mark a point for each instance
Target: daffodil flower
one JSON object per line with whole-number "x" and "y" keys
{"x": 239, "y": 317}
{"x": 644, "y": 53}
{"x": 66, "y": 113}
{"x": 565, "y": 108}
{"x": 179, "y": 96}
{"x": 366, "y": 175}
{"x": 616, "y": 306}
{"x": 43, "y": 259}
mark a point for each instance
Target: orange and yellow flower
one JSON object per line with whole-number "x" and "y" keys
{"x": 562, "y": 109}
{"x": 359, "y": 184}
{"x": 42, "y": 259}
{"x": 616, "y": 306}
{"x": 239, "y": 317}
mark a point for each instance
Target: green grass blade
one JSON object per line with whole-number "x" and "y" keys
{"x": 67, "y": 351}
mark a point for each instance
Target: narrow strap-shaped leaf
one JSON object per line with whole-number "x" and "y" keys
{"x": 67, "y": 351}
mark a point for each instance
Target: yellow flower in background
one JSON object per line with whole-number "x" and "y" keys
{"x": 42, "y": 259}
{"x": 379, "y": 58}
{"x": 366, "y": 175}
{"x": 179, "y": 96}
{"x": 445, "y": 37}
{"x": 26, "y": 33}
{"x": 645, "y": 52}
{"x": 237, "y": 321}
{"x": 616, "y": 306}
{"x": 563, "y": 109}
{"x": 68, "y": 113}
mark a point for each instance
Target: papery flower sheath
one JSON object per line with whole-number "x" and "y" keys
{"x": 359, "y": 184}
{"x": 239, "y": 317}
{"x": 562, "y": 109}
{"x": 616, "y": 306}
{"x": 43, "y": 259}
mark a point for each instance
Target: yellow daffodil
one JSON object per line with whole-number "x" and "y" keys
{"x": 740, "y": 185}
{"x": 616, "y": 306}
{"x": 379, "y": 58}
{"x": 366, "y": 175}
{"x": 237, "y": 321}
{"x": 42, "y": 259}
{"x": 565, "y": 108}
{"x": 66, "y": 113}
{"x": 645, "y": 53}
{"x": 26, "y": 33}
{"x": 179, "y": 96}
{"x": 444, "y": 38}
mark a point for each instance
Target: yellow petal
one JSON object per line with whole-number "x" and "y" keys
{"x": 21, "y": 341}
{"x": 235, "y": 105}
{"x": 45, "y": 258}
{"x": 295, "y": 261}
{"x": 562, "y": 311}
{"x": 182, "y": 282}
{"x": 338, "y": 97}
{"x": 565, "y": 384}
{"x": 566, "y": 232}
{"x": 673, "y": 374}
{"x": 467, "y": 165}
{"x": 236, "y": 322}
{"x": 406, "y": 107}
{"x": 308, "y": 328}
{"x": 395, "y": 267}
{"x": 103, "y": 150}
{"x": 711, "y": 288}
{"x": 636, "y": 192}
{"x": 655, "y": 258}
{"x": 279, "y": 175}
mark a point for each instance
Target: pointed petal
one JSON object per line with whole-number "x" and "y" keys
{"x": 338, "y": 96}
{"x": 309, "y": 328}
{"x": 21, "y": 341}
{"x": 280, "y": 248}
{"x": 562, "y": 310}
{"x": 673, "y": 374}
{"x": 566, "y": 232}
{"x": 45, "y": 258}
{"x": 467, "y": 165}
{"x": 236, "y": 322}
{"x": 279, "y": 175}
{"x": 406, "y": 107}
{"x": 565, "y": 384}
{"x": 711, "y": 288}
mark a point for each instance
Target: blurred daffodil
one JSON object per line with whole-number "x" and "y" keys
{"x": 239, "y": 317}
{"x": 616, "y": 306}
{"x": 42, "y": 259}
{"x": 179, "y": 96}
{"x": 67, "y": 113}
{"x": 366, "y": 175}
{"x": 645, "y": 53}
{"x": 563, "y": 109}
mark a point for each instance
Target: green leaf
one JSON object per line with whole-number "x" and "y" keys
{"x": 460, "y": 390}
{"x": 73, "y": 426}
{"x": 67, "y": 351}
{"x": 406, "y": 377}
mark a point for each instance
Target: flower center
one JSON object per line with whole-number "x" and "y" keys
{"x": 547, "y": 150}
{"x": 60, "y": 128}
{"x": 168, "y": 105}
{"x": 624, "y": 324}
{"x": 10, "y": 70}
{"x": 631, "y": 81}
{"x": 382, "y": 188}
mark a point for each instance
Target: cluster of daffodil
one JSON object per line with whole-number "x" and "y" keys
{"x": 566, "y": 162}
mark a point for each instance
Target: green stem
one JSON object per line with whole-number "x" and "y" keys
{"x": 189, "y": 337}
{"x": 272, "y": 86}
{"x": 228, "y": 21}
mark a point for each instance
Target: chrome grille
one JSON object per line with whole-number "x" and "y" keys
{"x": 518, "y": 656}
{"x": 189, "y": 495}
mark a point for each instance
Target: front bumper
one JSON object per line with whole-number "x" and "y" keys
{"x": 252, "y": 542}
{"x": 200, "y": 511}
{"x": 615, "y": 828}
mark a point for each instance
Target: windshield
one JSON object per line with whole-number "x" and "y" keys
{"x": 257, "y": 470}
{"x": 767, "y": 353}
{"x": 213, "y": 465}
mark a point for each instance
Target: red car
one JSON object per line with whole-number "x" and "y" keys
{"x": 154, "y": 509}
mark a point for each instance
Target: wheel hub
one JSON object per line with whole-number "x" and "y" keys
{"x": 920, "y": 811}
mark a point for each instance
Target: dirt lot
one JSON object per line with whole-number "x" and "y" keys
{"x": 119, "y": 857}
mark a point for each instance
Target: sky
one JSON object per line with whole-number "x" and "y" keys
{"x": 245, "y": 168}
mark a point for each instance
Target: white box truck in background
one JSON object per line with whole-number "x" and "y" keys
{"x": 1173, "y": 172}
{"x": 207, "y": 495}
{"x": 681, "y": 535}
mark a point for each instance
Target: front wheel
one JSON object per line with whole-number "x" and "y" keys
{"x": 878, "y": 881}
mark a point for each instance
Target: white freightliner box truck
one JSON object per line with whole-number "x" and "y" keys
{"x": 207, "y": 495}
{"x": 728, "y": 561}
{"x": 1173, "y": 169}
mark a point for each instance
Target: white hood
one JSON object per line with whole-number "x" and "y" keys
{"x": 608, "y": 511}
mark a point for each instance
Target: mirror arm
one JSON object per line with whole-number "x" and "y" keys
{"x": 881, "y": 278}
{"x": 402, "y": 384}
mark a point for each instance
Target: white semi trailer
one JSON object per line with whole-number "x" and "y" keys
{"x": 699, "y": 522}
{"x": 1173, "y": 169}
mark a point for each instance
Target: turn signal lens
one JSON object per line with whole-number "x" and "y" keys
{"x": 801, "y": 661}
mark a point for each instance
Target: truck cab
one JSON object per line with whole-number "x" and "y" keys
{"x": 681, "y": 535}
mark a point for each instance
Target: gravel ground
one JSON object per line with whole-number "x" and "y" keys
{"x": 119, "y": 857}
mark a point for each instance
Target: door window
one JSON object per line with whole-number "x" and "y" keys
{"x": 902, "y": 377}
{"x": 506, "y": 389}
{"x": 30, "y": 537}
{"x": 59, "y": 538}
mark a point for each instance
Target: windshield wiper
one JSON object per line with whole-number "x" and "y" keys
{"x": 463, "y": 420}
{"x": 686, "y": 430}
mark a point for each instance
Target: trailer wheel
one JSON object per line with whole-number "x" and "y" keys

########################################

Take the entries and copy them out exactly.

mark a point for each instance
Target: daffodil flower
one JSON object per line with whole-number "x" and "y" keys
{"x": 239, "y": 317}
{"x": 644, "y": 53}
{"x": 66, "y": 113}
{"x": 565, "y": 108}
{"x": 179, "y": 96}
{"x": 366, "y": 175}
{"x": 616, "y": 306}
{"x": 43, "y": 259}
mark a point for each instance
Target: orange and yellow flower
one JSON object per line with whole-number "x" and "y" keys
{"x": 562, "y": 109}
{"x": 359, "y": 184}
{"x": 42, "y": 259}
{"x": 616, "y": 306}
{"x": 239, "y": 317}
mark a point for each instance
Target: green grass blade
one JSON object per line with whole-number "x" and "y" keys
{"x": 67, "y": 351}
mark a point for each instance
Target: narrow strap-shaped leaf
one JSON object per line with whole-number "x" and "y" keys
{"x": 67, "y": 351}
mark a point for each instance
Target: yellow flower in background
one JSON object per line with whole-number "x" and "y" keys
{"x": 42, "y": 259}
{"x": 379, "y": 58}
{"x": 366, "y": 175}
{"x": 179, "y": 96}
{"x": 445, "y": 37}
{"x": 26, "y": 33}
{"x": 645, "y": 52}
{"x": 237, "y": 321}
{"x": 616, "y": 306}
{"x": 563, "y": 109}
{"x": 68, "y": 113}
mark a point for each instance
Target: papery flower sheath
one JSON object per line with whole-number "x" and "y" keys
{"x": 359, "y": 184}
{"x": 239, "y": 317}
{"x": 562, "y": 109}
{"x": 616, "y": 306}
{"x": 43, "y": 259}
mark a point for each instance
Target: yellow daffodil
one JSON object per line with whole-number "x" and "y" keys
{"x": 740, "y": 185}
{"x": 616, "y": 306}
{"x": 379, "y": 58}
{"x": 366, "y": 175}
{"x": 237, "y": 321}
{"x": 42, "y": 259}
{"x": 565, "y": 108}
{"x": 66, "y": 113}
{"x": 645, "y": 53}
{"x": 26, "y": 33}
{"x": 179, "y": 96}
{"x": 444, "y": 38}
mark a point for each instance
Target: yellow petal
one JSON object per line with whole-number "x" and "y" keys
{"x": 21, "y": 341}
{"x": 235, "y": 105}
{"x": 45, "y": 258}
{"x": 295, "y": 261}
{"x": 562, "y": 311}
{"x": 182, "y": 282}
{"x": 338, "y": 97}
{"x": 565, "y": 384}
{"x": 566, "y": 232}
{"x": 673, "y": 374}
{"x": 467, "y": 165}
{"x": 236, "y": 322}
{"x": 406, "y": 107}
{"x": 308, "y": 328}
{"x": 395, "y": 267}
{"x": 103, "y": 150}
{"x": 711, "y": 288}
{"x": 636, "y": 192}
{"x": 655, "y": 258}
{"x": 279, "y": 175}
mark a point for each instance
Target: pointed petal
one JSON object per line with whole-number "x" and "y" keys
{"x": 338, "y": 96}
{"x": 309, "y": 328}
{"x": 21, "y": 341}
{"x": 280, "y": 248}
{"x": 562, "y": 310}
{"x": 673, "y": 374}
{"x": 566, "y": 232}
{"x": 45, "y": 258}
{"x": 467, "y": 165}
{"x": 236, "y": 322}
{"x": 279, "y": 175}
{"x": 406, "y": 107}
{"x": 565, "y": 384}
{"x": 711, "y": 288}
mark a point for each instance
Target: blurred daffodil
one JSON object per line with whole-number "x" and "y" keys
{"x": 239, "y": 317}
{"x": 616, "y": 306}
{"x": 42, "y": 259}
{"x": 179, "y": 96}
{"x": 67, "y": 113}
{"x": 366, "y": 175}
{"x": 645, "y": 53}
{"x": 563, "y": 109}
mark a point for each instance
Target: green leaf
one JSON object per line with whole-number "x" and "y" keys
{"x": 460, "y": 390}
{"x": 73, "y": 426}
{"x": 67, "y": 351}
{"x": 406, "y": 377}
mark a point for each instance
Target: flower center
one JSON object per line with whole-number "x" and "y" keys
{"x": 547, "y": 150}
{"x": 60, "y": 128}
{"x": 168, "y": 105}
{"x": 624, "y": 324}
{"x": 10, "y": 70}
{"x": 631, "y": 81}
{"x": 382, "y": 188}
mark a point for each instance
Target: cluster of daffodil
one JSON object per line with whole-number "x" and "y" keys
{"x": 566, "y": 162}
mark a point for each instance
Target: green stem
one JSON object per line with whole-number "x" and "y" keys
{"x": 189, "y": 337}
{"x": 272, "y": 86}
{"x": 228, "y": 21}
mark a point for each instance
Target: chrome grille
one JSON object per line with whole-number "x" and "y" keys
{"x": 518, "y": 656}
{"x": 189, "y": 495}
mark a point for each instance
Target: front bumper
one JSON object per line with whole-number "x" and "y" keys
{"x": 252, "y": 542}
{"x": 200, "y": 511}
{"x": 615, "y": 828}
mark a point for each instance
Target: windshield
one JSON object per line with whole-number "x" and "y" keys
{"x": 257, "y": 470}
{"x": 767, "y": 353}
{"x": 213, "y": 465}
mark a point for each instance
Target: red car
one JSON object per line with whole-number "x" and "y" keys
{"x": 154, "y": 509}
mark a point for each instance
Target: wheel hub
one JSON object per line with whole-number "x" and "y" keys
{"x": 920, "y": 811}
mark a point for each instance
Target: dirt lot
one JSON object per line with whole-number "x" and "y" keys
{"x": 119, "y": 857}
mark a point for each instance
Target: sky
one JSON object per line with whole-number "x" and "y" keys
{"x": 245, "y": 168}
mark a point for each instance
Target: white box truck in background
one JSON object per line with whole-number "x" and "y" keys
{"x": 1173, "y": 172}
{"x": 207, "y": 495}
{"x": 681, "y": 535}
mark a point for each instance
Target: front wheel
one JSON object per line with whole-number "x" and "y" keys
{"x": 878, "y": 881}
mark a point for each instance
Target: white freightliner box truck
one JSON object per line with whole-number "x" and "y" keys
{"x": 207, "y": 495}
{"x": 728, "y": 561}
{"x": 1173, "y": 169}
mark a point for each instance
Target: white hood
one JSON object per line with whole-number "x" and "y" keys
{"x": 608, "y": 511}
mark a point for each instance
Target: mirror arm
one JSON object per line with whole-number "x" and "y" keys
{"x": 881, "y": 278}
{"x": 402, "y": 384}
mark a point for each instance
Target: white semi trailer
one JSON object per line with whole-number "x" and "y" keys
{"x": 699, "y": 522}
{"x": 1173, "y": 169}
mark a point for each instance
Target: turn signal lens
one JSON object per line with whole-number "x" and "y" keys
{"x": 801, "y": 661}
mark a point for each instance
Target: truck cab
one JSON object per line with whole-number "x" and "y" keys
{"x": 681, "y": 535}
mark a point for each instance
Target: gravel ground
one JSON object per line with whole-number "x" and "y" keys
{"x": 119, "y": 857}
mark a point for each instance
Target: door window
one JSON object per line with whole-number "x" and "y" keys
{"x": 902, "y": 377}
{"x": 506, "y": 389}
{"x": 30, "y": 537}
{"x": 59, "y": 538}
mark a point for each instance
Target: windshield wiper
one JSON object per line with whole-number "x" and "y" keys
{"x": 463, "y": 420}
{"x": 686, "y": 430}
mark a point for each instance
Target: trailer wheel
one JSON object per line with whole-number "x" and "y" keys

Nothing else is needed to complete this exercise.